* [WORK REQUIRED]: Pull out every line of the data below that contains the word "rectangular", and list those lines.

BEGIN LISTING

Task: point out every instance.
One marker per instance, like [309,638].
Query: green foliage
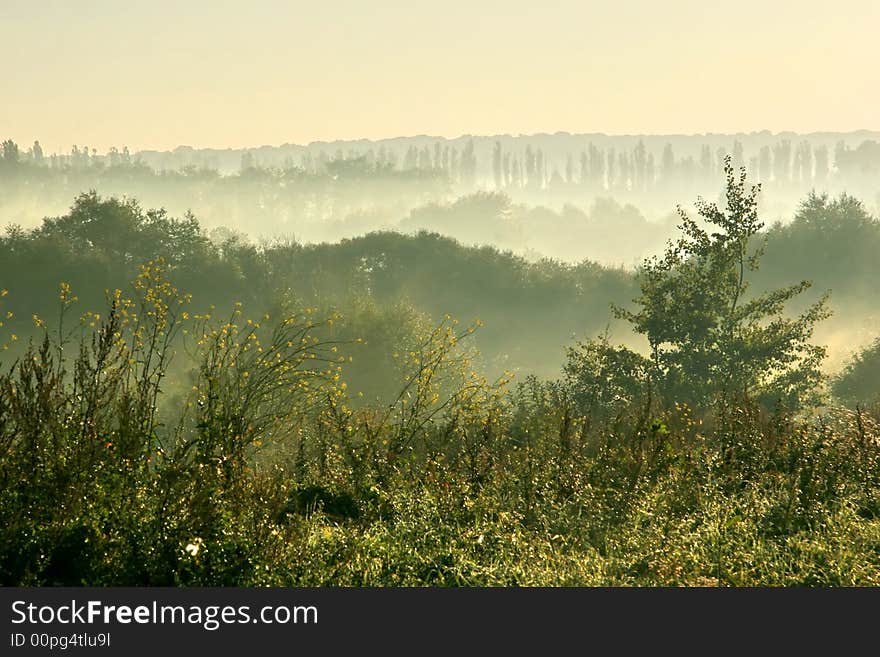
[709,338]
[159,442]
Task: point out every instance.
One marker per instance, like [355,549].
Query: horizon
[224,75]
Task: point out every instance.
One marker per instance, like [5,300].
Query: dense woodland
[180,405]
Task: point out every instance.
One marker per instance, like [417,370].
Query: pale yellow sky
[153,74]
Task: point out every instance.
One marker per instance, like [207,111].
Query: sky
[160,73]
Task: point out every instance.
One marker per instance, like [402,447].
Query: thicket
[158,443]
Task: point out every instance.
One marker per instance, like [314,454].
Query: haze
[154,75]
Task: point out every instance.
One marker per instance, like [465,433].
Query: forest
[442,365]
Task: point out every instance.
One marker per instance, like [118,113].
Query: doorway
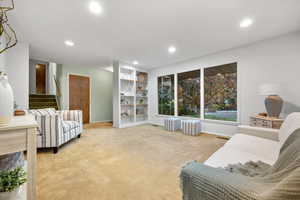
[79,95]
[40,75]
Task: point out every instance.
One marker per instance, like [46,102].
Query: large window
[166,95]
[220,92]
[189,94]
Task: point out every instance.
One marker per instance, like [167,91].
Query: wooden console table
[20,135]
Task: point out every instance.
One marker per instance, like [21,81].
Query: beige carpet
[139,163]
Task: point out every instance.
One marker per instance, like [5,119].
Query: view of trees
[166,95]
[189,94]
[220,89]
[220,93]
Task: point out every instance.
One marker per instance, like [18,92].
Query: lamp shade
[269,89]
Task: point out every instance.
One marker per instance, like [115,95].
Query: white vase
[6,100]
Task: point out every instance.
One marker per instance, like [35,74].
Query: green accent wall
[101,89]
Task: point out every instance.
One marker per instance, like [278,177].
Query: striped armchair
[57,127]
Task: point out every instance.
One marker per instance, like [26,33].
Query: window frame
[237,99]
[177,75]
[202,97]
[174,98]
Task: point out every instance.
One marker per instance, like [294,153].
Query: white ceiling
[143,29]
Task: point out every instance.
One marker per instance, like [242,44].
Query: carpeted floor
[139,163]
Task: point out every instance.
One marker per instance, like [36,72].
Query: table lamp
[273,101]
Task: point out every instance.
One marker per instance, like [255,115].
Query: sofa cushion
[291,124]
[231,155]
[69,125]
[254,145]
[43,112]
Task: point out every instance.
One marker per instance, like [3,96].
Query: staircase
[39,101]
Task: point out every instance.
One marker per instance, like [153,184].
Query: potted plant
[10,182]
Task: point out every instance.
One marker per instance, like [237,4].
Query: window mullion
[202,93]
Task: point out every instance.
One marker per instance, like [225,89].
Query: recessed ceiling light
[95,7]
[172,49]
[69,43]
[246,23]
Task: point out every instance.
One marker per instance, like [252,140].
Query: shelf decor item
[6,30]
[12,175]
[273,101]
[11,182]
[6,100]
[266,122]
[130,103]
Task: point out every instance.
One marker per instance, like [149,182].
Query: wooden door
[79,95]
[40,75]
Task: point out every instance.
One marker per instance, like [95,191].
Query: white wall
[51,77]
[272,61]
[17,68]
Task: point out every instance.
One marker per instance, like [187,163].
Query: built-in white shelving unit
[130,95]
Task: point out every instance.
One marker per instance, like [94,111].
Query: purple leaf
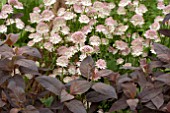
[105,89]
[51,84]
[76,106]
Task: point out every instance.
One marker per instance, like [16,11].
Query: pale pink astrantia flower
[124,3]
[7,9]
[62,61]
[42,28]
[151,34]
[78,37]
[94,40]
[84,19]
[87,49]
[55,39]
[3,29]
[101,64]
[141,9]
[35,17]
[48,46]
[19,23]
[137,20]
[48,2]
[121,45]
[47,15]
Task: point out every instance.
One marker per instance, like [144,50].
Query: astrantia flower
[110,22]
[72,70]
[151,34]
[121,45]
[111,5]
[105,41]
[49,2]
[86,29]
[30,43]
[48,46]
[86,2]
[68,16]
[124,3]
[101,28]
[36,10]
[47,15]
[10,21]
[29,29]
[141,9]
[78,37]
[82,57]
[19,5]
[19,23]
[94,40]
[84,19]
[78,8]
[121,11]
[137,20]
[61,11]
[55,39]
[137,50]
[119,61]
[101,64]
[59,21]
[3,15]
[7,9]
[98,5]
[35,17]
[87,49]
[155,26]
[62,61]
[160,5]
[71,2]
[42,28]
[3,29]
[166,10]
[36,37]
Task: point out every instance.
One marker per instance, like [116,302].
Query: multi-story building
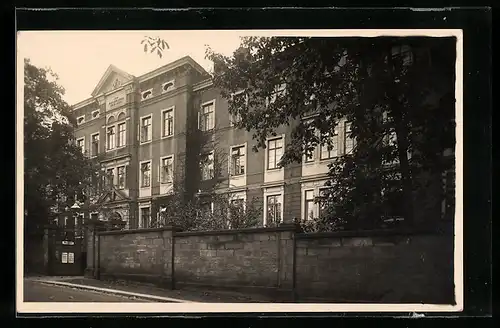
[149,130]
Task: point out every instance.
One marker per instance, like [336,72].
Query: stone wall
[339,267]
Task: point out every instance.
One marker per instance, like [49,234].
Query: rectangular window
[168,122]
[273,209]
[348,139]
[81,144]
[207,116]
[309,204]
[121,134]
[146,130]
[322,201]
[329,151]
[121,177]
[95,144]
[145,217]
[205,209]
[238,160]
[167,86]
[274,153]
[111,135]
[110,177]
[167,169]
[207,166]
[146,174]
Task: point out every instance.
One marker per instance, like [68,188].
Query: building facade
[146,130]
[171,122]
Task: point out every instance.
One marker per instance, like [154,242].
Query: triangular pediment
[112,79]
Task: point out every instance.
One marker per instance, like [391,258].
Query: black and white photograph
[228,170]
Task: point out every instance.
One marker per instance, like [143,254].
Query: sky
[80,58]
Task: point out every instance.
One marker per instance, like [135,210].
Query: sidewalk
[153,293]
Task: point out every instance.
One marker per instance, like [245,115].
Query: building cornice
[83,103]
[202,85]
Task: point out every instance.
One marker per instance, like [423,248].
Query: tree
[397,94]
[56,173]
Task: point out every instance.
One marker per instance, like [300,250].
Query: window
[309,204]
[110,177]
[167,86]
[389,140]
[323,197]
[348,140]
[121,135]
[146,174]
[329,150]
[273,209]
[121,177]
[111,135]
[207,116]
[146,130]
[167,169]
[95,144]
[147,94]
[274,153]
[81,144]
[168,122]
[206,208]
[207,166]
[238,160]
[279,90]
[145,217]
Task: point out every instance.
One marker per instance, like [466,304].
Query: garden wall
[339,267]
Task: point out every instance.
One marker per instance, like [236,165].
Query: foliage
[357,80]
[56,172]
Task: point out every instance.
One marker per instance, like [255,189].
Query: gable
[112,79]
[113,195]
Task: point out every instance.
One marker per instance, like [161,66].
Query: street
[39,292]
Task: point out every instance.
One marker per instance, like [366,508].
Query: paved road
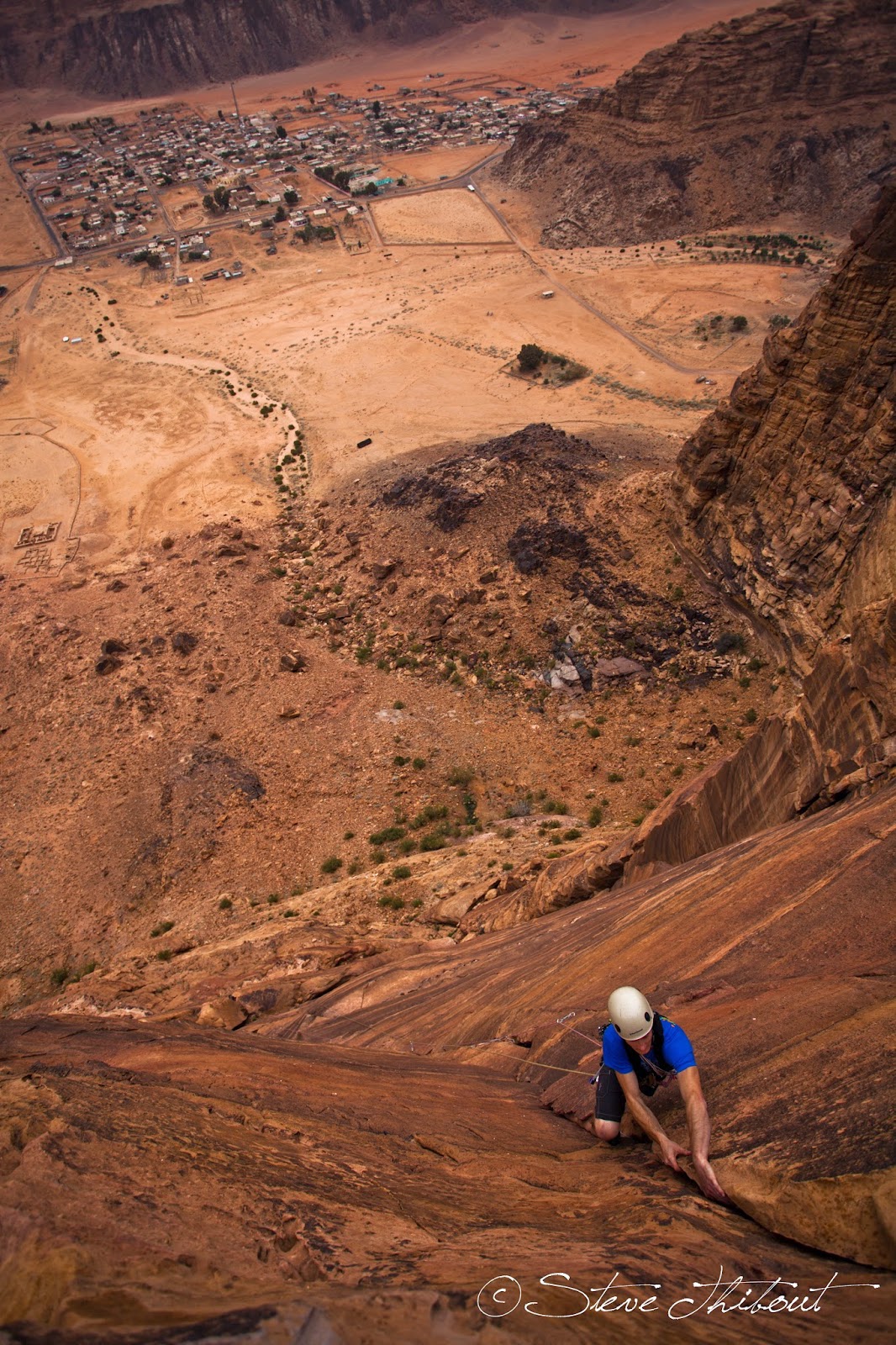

END LISTING
BEGIN LISTING

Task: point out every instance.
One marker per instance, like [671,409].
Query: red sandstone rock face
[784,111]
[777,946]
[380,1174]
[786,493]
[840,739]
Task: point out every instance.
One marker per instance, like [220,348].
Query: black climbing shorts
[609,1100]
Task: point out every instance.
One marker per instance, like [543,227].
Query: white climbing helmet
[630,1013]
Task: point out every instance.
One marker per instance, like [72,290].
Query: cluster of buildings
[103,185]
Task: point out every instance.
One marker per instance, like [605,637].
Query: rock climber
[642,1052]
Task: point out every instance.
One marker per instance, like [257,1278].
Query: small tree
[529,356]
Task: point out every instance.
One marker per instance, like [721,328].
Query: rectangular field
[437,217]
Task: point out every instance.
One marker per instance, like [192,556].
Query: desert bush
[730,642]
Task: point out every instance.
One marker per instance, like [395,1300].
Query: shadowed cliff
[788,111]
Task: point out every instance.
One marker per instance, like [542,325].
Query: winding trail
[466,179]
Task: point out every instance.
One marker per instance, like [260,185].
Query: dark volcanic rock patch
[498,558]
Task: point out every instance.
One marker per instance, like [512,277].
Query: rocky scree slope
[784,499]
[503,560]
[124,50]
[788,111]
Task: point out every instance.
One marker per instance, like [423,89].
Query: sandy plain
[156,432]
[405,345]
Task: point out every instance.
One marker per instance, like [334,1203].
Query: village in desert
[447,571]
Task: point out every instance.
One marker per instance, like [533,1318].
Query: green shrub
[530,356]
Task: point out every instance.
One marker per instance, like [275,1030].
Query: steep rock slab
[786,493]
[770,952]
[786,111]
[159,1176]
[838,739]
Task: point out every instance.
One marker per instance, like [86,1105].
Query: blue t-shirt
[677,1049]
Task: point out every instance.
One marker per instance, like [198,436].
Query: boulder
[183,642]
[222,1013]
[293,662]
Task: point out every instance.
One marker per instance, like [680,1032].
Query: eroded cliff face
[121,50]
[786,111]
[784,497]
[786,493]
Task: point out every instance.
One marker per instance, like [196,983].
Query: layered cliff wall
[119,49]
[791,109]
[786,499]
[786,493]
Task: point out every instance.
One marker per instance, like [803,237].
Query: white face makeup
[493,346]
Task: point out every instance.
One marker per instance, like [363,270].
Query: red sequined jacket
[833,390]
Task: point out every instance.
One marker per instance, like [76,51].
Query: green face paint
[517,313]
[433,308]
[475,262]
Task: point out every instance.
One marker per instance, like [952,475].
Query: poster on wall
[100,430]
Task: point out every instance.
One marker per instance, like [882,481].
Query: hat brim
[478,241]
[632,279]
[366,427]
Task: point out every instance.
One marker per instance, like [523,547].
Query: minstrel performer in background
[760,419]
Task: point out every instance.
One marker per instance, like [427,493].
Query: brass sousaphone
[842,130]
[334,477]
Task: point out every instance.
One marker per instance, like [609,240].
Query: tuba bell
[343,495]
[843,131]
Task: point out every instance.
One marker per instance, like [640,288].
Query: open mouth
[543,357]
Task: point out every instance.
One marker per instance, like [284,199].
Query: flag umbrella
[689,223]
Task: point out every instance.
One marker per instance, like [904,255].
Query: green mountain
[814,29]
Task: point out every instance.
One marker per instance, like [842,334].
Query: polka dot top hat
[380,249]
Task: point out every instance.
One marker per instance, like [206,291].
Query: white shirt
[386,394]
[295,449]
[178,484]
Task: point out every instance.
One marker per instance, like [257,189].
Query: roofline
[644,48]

END LISTING

* [CORRECT RESPONSE]:
Query: rectangular window
Query: rectangular field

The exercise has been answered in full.